**Task statement:** Please write out each entry below exactly as it appears.

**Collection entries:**

=== Section Start ===

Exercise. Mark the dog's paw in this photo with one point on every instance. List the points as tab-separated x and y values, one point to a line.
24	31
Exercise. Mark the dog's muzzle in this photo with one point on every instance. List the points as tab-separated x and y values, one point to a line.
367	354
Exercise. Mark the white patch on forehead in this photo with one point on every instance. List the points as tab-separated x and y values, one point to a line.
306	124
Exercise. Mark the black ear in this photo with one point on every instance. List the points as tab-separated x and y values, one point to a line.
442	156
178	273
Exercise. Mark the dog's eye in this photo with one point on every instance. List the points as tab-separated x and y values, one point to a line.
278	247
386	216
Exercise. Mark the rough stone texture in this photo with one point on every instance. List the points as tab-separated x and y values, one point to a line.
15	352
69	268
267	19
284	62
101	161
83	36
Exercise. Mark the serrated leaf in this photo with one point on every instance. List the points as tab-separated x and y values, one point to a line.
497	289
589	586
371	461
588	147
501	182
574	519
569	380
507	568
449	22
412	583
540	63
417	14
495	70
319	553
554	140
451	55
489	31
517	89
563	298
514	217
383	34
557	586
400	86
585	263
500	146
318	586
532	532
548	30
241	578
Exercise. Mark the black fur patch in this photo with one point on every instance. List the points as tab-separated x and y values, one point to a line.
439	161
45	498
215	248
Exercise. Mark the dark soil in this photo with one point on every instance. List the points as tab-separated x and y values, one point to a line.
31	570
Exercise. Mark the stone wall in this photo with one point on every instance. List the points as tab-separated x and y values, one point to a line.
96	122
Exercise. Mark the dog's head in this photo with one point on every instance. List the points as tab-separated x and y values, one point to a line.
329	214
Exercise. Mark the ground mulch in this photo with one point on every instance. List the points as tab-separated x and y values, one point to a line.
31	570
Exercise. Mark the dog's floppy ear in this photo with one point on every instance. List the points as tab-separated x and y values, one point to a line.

=== Section End ===

**Result of the exercise:**
Exercise. Mark the dog's paw in this photo with one point on every instance. List the points as tab-separated x and y values, one point to a line.
24	31
Exercise. Mark the dog's muzzle in this photo with one point on every instance. List the points as tab-separated x and y values, one point to a line.
367	354
Exercise. Mark the white patch on forehead in this photo with one point on every instance. List the points as tab-separated x and y values, one point to a line.
306	124
Exercise. Mark the black ear in this photo with one point on every instance. List the points as tab-separated x and y values, one point to a line.
442	156
178	273
Exercise. Mark the dog's eye in this photo with one point on every instance. List the points as tab-separated x and y values, one point to a line.
278	247
386	216
Exercise. Mark the rough stone texture in this photo with one point on every instance. List the points as tab-separated x and y values, one point to a line.
15	352
69	268
267	19
284	62
101	161
83	36
Exercise. Mark the serrated leaf in this photo with one point on every instance. List the points as tab-separated x and y values, one point to a line.
497	289
589	586
371	461
588	147
501	182
574	519
569	380
507	568
449	22
412	583
540	63
417	14
495	70
319	553
554	140
451	55
489	31
517	89
563	298
514	217
383	34
557	586
400	86
585	263
500	146
318	586
532	532
548	30
241	578
Exercise. Mark the black fur patch in this photo with one point on every instance. List the points as tab-separated x and y values, one point to a line.
439	161
45	498
215	248
Exercise. Mark the dark soil in this photo with one point on every instance. List the points as tab-separated x and y values, one point to a line.
31	570
Exercise. Mark the stone wall in this photo with one point on every instance. List the points as tab-separated x and y values, one point to a line.
96	122
Exercise. Mark the dog's head in this photo with one point on every instance. List the points as tab-separated x and y values, one point to a line.
329	214
Exercise. Mark the ground mulch in this photo with one point on every instance. List the points as tab-separated x and y values, one point to a line.
31	570
Exercise. Mark the dog's floppy ear in this photo with one point on every instance. List the points as tab-separated x and y values, one point to a line.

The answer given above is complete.